» **Activity**:
Give an exact copy of the data that follows.

» **Supplied material**:
=-=-=-=-=

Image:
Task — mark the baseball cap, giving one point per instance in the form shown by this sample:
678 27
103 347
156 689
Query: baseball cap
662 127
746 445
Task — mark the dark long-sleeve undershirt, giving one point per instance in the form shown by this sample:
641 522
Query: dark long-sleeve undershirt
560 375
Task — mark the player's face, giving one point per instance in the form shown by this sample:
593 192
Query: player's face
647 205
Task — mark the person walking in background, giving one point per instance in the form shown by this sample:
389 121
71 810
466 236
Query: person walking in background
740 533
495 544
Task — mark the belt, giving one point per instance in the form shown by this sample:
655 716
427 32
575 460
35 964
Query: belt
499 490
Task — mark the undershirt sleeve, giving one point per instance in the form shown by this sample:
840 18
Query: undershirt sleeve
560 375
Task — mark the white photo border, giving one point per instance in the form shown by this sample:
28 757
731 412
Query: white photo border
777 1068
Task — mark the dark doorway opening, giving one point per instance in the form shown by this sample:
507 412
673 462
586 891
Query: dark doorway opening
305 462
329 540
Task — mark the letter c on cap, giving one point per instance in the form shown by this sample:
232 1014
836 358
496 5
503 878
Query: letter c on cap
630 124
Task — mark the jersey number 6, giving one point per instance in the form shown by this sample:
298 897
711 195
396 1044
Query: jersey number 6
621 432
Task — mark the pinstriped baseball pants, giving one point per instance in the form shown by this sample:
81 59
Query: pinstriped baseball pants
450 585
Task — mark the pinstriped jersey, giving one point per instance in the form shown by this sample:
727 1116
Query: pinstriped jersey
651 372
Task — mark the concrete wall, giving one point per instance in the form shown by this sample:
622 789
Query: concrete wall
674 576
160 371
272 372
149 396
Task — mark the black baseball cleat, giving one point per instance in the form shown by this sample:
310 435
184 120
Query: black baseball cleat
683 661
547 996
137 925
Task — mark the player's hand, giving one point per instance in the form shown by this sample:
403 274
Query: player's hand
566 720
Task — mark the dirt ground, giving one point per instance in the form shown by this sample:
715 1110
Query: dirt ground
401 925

=-=-=-=-=

» **Answer space**:
Image:
Task — mark the baseball cap, giving one point per instance in the form shown by this sample:
678 27
103 347
156 689
Query: baseball cap
662 127
746 445
Task — mark the dark long-sleeve undershirt, giving one point per instance in the form shown by this sample:
641 522
Query: dark long-sleeve undershirt
560 375
Task — mark the player's face, giving one point per instance in the form shown by this sample:
593 192
Query: player's face
647 205
Task — mark the person walking in background, giving one point per instance in the form shown by this sample:
389 121
71 810
466 236
Query: person walking in background
740 533
495 544
Task — mark the belt, giving one point per instance in the form shown by this sample:
655 716
427 32
575 460
35 964
Query: belt
499 490
Task — mark the undershirt sleeve, giving one point per instance in the form shown by this sample:
840 18
Query: undershirt sleeve
560 375
Task — mark the white photo border, giving one point per instance in the form shown by this sample:
28 757
731 412
Query: white photo border
777 1068
Task — mark the dark doorway opening, giving one point per instance in the form shown by this sample:
507 412
673 462
586 891
Query: dark doorway opening
305 462
329 540
Task — mark the letter c on cap, giving one point per instance in the form shown by this sample:
232 1014
836 358
496 5
503 878
Query: letter c on cap
630 124
Task — mark the jersey number 6, giving one point per instance in the form shown by this sample:
298 897
711 195
396 1044
Query: jersey number 6
621 432
Task — mark the pinstriped baseball pants, giving one point per instance in the form shown by this sample:
81 59
Query: pinstriped baseball pants
450 585
Task — mark the pinstriped jersey, giving one point per instance in the form shown by this sample:
727 1116
Query: pinstriped jersey
651 372
Task — mark the concrete wall, giving one point per instance in the form shown by this sample:
622 789
Query: concrete wall
674 576
160 371
272 372
149 396
Task — mark the black baseball cleat, giving one point per instance in the form shown by this sample:
310 435
184 120
Query: black baseball cleat
683 661
547 996
137 925
Task — mark the player's hand, giving one point per instance in the form shown by this sample:
403 274
Query: player's hand
566 720
Task — mark the dirt ground, giving one point per instance in the form shown by this sample:
715 1110
Query: dirt ground
401 925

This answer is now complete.